#### TASK TO CARRY OUT
Please reproduce the material starting at the line that contains "Question. For each instance of the person standing on" and ending at the line that contains "Question. For each instance of the green meadow", both included, with every request left unchanged and each x,y coordinate in the answers scaled by 2.6 and rounded to a whole number, halves going up. Output only those lines.

#### WORKING DATA
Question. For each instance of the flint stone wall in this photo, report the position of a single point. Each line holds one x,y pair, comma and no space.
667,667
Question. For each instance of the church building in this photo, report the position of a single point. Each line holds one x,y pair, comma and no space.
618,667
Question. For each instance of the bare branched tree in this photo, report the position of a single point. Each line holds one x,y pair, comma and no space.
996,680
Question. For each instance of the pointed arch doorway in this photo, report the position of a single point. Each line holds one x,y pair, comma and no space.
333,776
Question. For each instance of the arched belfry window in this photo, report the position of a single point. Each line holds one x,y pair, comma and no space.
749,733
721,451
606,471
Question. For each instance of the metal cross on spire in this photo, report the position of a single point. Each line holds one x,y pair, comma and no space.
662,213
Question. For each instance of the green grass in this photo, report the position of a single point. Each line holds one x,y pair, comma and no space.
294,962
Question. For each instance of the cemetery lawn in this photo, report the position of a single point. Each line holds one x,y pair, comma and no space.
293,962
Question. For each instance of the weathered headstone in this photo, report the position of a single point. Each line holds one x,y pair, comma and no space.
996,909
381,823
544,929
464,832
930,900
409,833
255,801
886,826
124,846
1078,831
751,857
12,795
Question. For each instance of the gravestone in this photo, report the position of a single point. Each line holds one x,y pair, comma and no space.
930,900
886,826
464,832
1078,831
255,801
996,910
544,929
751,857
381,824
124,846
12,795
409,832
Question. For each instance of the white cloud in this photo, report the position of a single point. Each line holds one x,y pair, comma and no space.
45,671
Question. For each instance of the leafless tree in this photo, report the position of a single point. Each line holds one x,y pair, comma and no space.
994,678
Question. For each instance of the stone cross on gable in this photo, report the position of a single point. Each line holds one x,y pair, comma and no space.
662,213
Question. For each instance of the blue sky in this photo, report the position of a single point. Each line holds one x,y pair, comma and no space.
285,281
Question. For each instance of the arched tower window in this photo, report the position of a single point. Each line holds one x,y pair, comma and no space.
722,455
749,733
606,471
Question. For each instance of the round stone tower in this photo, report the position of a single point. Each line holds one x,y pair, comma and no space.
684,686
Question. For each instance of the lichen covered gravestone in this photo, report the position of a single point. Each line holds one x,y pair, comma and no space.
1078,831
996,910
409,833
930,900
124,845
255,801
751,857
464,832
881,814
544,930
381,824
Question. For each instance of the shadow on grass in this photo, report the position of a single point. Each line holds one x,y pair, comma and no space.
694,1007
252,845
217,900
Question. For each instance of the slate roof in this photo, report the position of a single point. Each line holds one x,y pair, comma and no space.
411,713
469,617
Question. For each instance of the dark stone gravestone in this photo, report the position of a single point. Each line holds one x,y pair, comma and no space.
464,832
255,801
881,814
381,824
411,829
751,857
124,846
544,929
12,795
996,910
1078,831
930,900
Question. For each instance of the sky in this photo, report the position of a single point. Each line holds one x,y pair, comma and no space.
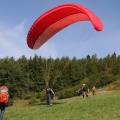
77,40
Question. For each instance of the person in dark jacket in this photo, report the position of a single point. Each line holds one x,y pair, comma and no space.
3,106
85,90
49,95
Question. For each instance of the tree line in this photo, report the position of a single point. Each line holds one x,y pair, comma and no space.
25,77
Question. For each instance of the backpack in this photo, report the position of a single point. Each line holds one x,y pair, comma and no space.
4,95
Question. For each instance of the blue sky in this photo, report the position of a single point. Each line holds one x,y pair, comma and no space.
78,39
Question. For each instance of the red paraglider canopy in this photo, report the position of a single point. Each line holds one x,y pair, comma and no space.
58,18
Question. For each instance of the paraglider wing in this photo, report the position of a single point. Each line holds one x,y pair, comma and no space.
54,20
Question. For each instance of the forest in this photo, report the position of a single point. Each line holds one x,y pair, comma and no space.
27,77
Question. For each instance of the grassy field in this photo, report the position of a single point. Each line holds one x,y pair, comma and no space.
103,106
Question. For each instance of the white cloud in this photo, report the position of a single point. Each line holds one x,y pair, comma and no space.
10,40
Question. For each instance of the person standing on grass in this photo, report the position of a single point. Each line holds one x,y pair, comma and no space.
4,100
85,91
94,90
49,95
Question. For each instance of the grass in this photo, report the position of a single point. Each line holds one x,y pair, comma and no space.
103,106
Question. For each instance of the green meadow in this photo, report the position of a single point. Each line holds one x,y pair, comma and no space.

---

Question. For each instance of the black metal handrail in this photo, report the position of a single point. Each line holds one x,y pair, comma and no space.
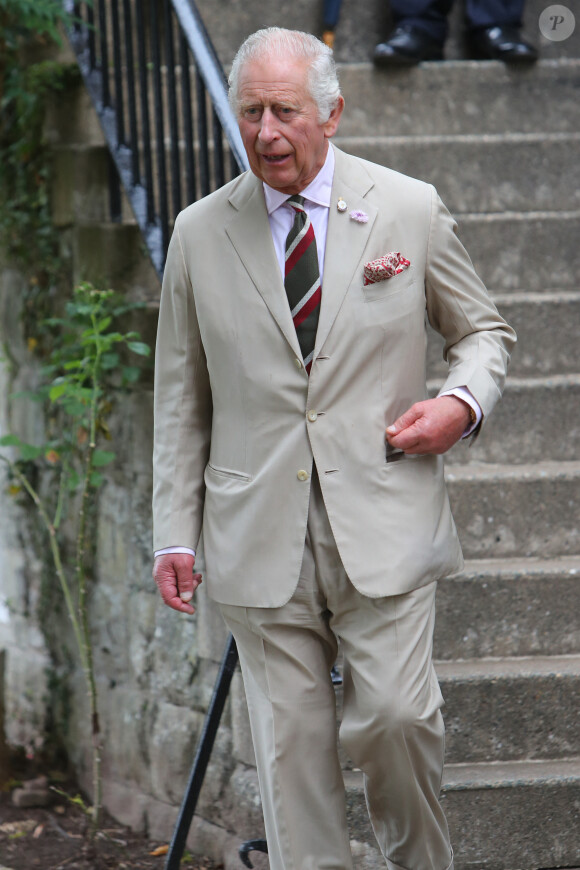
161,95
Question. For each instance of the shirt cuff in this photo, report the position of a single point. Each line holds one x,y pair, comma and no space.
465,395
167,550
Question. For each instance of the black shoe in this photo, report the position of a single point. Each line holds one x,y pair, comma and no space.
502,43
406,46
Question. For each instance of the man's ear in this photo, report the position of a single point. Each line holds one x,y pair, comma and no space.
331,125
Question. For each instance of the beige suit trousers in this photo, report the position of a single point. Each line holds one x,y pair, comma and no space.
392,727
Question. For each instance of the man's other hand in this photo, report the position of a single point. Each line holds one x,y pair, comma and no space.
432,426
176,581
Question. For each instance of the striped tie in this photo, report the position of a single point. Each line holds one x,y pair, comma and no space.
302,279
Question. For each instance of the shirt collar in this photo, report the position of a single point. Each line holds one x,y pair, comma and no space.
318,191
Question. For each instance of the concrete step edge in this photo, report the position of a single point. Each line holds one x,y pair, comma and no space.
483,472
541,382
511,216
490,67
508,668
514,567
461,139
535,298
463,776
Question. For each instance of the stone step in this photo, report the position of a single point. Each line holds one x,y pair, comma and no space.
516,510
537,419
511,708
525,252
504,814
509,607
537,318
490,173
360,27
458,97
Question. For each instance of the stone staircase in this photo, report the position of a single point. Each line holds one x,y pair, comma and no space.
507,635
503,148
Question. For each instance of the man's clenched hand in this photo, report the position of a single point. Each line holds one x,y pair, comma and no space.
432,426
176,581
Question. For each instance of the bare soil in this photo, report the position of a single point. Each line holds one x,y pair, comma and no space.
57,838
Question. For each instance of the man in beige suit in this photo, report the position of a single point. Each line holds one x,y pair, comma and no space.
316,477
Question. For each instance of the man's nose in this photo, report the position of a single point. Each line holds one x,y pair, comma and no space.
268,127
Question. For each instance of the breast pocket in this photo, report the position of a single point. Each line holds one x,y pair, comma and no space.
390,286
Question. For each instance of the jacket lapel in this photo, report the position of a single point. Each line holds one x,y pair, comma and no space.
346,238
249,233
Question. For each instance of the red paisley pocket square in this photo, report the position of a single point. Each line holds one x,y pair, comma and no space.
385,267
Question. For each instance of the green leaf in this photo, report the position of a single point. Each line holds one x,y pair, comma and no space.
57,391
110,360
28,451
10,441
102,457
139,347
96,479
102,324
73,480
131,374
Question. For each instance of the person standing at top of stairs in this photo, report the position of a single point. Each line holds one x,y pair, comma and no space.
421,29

#### COMPLETED EXERCISE
Question. For each instance of the person standing on grass in this photo, report the position of a single point. Each line holds one x,y pair, comma and no space.
10,260
221,237
244,234
127,247
Question. For each instance of the grass in this photo, report the position of a single point. Each line holds one x,y pair, comma and no space.
268,276
Question. For each instance of the green meadow in this photo, report the position of a single point. Each line holds one x,y pair, comma and no space.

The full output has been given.